Requirements: Starting with the line that has "task | point to each instance of the asphalt" in it, repeat every line through the last one, word for word, and give nothing more.
** start Input records **
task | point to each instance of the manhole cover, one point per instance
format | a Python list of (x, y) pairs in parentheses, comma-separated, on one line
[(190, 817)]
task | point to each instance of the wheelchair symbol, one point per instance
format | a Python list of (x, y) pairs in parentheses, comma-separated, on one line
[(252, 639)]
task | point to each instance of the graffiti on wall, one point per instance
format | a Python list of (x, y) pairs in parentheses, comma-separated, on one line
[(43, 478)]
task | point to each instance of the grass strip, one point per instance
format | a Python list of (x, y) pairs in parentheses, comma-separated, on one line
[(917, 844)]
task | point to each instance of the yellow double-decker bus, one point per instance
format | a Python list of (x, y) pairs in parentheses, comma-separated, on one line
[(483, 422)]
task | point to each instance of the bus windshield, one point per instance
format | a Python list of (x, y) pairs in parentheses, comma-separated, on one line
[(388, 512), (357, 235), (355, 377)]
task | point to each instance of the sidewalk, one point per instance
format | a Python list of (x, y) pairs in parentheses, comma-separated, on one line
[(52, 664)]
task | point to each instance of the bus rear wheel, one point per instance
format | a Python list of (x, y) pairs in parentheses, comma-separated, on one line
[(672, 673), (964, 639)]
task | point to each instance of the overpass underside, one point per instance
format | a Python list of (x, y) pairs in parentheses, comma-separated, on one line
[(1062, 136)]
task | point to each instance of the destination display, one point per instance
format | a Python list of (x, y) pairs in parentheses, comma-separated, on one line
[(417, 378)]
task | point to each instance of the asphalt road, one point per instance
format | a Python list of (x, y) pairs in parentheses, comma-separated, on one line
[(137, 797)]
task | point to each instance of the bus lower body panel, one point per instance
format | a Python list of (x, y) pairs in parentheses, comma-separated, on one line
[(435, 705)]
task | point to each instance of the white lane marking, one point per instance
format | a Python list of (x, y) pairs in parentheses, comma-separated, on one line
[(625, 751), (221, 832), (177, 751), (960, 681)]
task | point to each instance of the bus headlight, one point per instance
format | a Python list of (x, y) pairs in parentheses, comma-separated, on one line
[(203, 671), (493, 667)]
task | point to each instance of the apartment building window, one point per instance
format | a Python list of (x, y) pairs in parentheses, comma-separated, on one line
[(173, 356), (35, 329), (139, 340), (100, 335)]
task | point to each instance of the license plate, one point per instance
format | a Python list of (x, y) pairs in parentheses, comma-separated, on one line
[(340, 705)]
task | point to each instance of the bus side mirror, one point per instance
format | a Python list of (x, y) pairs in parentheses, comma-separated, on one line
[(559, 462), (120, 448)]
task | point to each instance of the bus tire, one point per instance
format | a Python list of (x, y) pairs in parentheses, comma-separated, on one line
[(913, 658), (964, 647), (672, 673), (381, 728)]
** end Input records **
Answer to this task:
task | point to each instance of the asphalt road, one point per instance
format | a Python list of (x, y) pairs in parentheses, comma-separated, on one line
[(137, 797)]
task | point to each instance of the bus lower body panel, one point per instance
format | a Python list of (x, y) pairs in parentheses, comma-separated, on one line
[(435, 705)]
task | point to each instance of the white lane marking, one point per instance
format | a Python list of (x, y) pairs in parentheses, comma-separated, on one line
[(625, 751), (221, 832), (177, 751), (960, 681)]
task | point to each instance of the bus headlight, one point per instance
format | a Python list of (x, y) pairs in parentheses, comma-separated, on one line
[(203, 671), (493, 667)]
task | point to each instance of the apartment building window, one point per instance
format | a Python list of (x, y) pairs in parentheses, comma-separated, on one line
[(173, 356), (35, 329), (139, 340), (100, 335)]
task | point to each instance of the license plate, one point per instance
format | a Python list of (x, y) pairs in parentheses, comma-separated, on one line
[(340, 705)]
task | point to each instance of the bus side mirror, one point per instance
format | a Python list of (x, y) pairs in parentheses, comma-separated, on one line
[(559, 462), (120, 448)]
task | point to each instance of the bus tire, one point per instance
format | a Python list of (x, y) pairs in parentheses, comma-separated, on one line
[(913, 658), (964, 647), (672, 673), (381, 728)]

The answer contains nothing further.